Pull out each line in the data below that contains the word "ceiling".

(Image box annotation records)
◆ ◆ ◆ ◆
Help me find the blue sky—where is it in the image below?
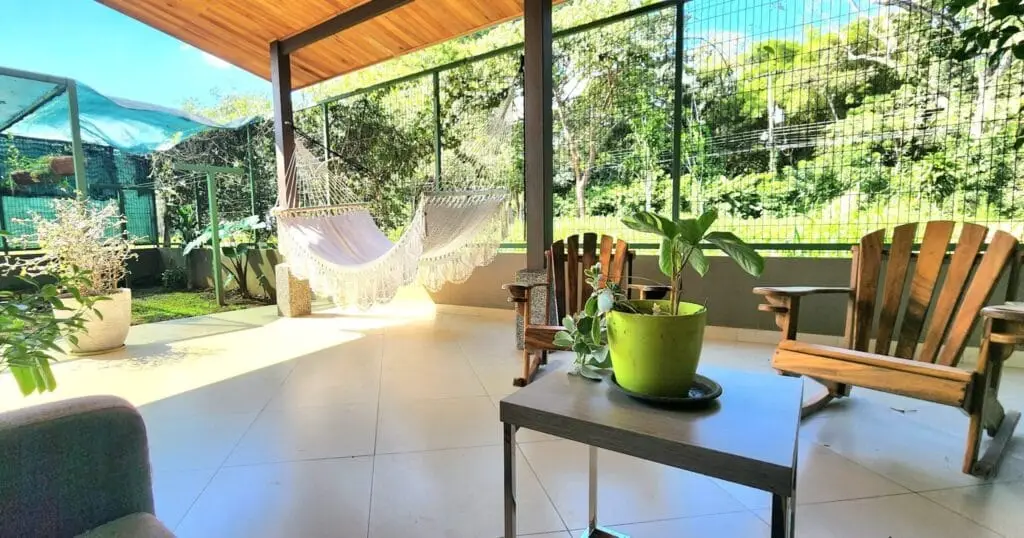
[0,0,870,108]
[0,0,270,107]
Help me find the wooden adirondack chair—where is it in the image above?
[754,220,1024,477]
[503,234,665,386]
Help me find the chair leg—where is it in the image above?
[800,378,850,419]
[512,349,548,386]
[964,411,1021,479]
[963,336,1021,478]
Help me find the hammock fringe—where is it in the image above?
[276,190,514,309]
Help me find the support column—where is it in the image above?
[672,0,685,219]
[431,71,441,189]
[68,79,89,196]
[270,41,299,209]
[523,0,554,271]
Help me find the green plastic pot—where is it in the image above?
[608,300,708,397]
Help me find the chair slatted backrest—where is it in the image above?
[548,234,630,321]
[849,220,1019,366]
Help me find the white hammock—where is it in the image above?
[278,191,511,308]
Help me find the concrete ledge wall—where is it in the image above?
[423,254,1006,335]
[158,248,282,293]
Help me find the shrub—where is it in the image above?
[160,262,188,291]
[5,198,135,295]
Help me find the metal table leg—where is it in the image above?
[502,422,516,538]
[771,494,797,538]
[580,447,630,538]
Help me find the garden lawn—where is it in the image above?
[131,288,266,325]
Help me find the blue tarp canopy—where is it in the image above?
[0,68,247,154]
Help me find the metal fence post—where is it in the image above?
[67,79,89,197]
[0,194,10,255]
[149,189,160,246]
[206,172,225,306]
[321,102,334,205]
[672,0,685,220]
[117,185,128,240]
[246,123,256,215]
[432,71,441,189]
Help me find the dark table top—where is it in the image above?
[500,367,803,496]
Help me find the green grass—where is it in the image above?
[505,196,1024,256]
[131,288,265,325]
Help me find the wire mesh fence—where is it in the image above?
[292,0,1024,252]
[681,0,1024,250]
[0,136,158,249]
[8,0,1024,252]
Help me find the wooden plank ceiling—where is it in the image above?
[97,0,544,89]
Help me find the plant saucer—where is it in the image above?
[608,373,722,409]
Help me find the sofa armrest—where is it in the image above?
[0,397,154,536]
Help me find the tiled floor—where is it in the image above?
[0,286,1024,538]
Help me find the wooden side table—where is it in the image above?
[500,368,803,538]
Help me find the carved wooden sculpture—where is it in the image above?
[503,234,668,386]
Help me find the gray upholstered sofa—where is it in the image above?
[0,397,174,538]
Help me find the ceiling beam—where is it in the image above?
[281,0,413,54]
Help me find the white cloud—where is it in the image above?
[184,43,231,69]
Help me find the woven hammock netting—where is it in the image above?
[276,64,522,308]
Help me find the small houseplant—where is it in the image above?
[555,210,764,397]
[8,198,135,354]
[0,258,100,396]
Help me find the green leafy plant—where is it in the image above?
[2,197,137,295]
[167,204,199,245]
[160,262,188,291]
[182,215,269,299]
[623,210,765,316]
[554,210,764,379]
[0,252,106,396]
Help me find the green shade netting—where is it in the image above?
[0,72,248,154]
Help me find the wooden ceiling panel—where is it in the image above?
[96,0,561,89]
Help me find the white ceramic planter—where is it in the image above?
[56,288,131,355]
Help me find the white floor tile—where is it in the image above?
[225,403,377,465]
[520,441,745,529]
[175,458,373,538]
[370,447,565,538]
[923,482,1024,538]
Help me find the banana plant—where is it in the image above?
[182,215,269,299]
[623,209,765,316]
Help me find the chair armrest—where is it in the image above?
[0,397,154,536]
[502,282,548,302]
[981,302,1024,323]
[754,286,853,297]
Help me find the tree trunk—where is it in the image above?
[577,174,590,218]
[971,54,1012,139]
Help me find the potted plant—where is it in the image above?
[9,198,135,355]
[555,211,764,397]
[0,252,99,396]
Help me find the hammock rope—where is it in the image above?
[274,61,518,308]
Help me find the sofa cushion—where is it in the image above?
[79,512,174,538]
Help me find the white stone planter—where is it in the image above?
[56,288,131,355]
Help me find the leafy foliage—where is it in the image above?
[0,267,104,396]
[554,263,632,380]
[181,215,271,299]
[160,262,188,291]
[0,198,136,295]
[623,210,765,316]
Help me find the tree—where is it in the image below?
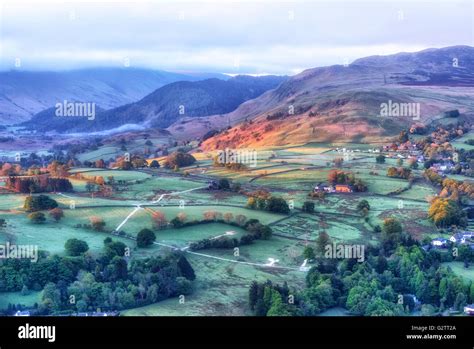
[428,197,467,227]
[223,212,234,223]
[357,199,370,211]
[375,154,385,164]
[398,130,409,143]
[95,159,105,168]
[235,214,247,226]
[408,158,418,170]
[64,238,89,256]
[23,195,58,212]
[267,290,291,316]
[89,216,105,231]
[301,201,314,213]
[203,211,217,221]
[28,212,46,224]
[176,212,188,223]
[217,178,230,190]
[249,280,259,310]
[137,228,156,247]
[49,207,64,222]
[333,158,344,168]
[247,196,257,210]
[86,181,95,193]
[303,246,316,260]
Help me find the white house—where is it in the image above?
[431,238,448,247]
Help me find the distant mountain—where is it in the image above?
[0,68,227,124]
[23,76,286,133]
[201,46,474,149]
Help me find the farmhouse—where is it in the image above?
[431,238,448,248]
[314,183,336,193]
[449,231,474,244]
[464,304,474,315]
[335,184,354,193]
[207,181,219,190]
[13,310,31,316]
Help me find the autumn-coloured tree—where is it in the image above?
[224,212,234,223]
[333,158,344,167]
[235,214,247,226]
[203,211,217,221]
[428,197,467,227]
[95,159,105,168]
[176,212,188,223]
[94,176,105,185]
[49,207,64,222]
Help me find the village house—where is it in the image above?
[335,184,354,193]
[314,183,336,193]
[431,238,448,248]
[449,231,474,244]
[13,310,31,316]
[464,304,474,315]
[207,181,219,190]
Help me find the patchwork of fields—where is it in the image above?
[0,140,446,316]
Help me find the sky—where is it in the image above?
[0,0,474,75]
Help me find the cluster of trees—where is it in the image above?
[23,195,58,212]
[328,170,367,192]
[137,228,156,247]
[249,245,474,316]
[163,151,196,169]
[301,201,314,213]
[247,196,290,214]
[6,175,73,194]
[0,238,196,315]
[428,197,467,228]
[189,219,272,251]
[423,169,474,202]
[387,167,411,179]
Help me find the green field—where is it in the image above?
[443,262,474,282]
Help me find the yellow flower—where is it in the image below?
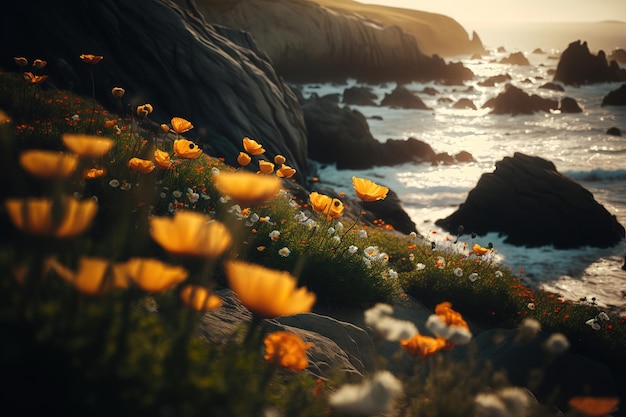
[274,155,287,165]
[309,191,343,219]
[211,172,281,207]
[276,164,296,178]
[237,152,252,167]
[62,133,113,158]
[259,160,274,174]
[111,87,126,98]
[243,137,265,155]
[5,198,98,238]
[51,257,128,295]
[225,261,315,318]
[127,157,155,174]
[20,150,78,178]
[263,331,313,372]
[124,258,188,294]
[174,139,202,159]
[80,54,104,65]
[352,177,389,201]
[154,149,172,169]
[180,285,222,311]
[150,211,232,259]
[171,117,193,135]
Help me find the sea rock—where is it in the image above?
[342,86,378,106]
[194,0,474,83]
[380,85,430,110]
[0,0,307,183]
[554,40,626,85]
[602,84,626,106]
[436,153,624,249]
[559,97,583,113]
[500,52,530,65]
[482,84,559,116]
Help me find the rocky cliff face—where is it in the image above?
[0,0,307,183]
[190,0,473,84]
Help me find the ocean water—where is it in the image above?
[296,45,626,307]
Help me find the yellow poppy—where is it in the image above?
[51,257,128,295]
[309,191,343,219]
[154,149,172,169]
[352,177,389,201]
[80,54,104,65]
[237,152,252,167]
[150,211,232,259]
[243,137,265,155]
[211,172,281,207]
[5,198,98,238]
[171,117,193,135]
[127,157,155,174]
[124,258,188,294]
[180,285,222,311]
[174,139,202,159]
[61,133,113,158]
[225,261,315,318]
[263,331,313,372]
[259,160,274,174]
[20,149,78,178]
[276,164,296,178]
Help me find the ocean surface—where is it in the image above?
[296,39,626,307]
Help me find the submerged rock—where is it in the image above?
[436,153,625,249]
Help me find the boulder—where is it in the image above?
[380,85,430,110]
[436,153,624,249]
[482,84,559,116]
[0,0,307,183]
[554,40,626,85]
[602,84,626,106]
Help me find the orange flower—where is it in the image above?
[309,191,343,219]
[150,211,232,259]
[61,133,113,158]
[180,285,222,311]
[154,149,172,169]
[263,331,313,372]
[124,258,188,293]
[5,198,98,238]
[127,157,155,174]
[400,333,447,359]
[243,137,265,155]
[171,117,193,135]
[20,150,78,178]
[225,261,315,318]
[352,177,389,201]
[174,139,202,159]
[80,54,104,65]
[51,257,128,295]
[211,172,281,207]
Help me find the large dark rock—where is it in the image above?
[602,84,626,106]
[482,84,559,116]
[0,0,307,182]
[554,40,626,85]
[436,153,624,249]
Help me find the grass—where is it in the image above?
[0,63,626,416]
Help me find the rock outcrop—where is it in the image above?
[554,40,626,85]
[191,0,473,84]
[436,153,624,249]
[0,0,307,183]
◆ ◆ ◆ ◆
The solution:
Help me find the wooden plank ceiling—where is it in the image above?
Help me find the ceiling beam—where is it in the image above?
Help me find the wooden ceiling panel—where is it in the image above?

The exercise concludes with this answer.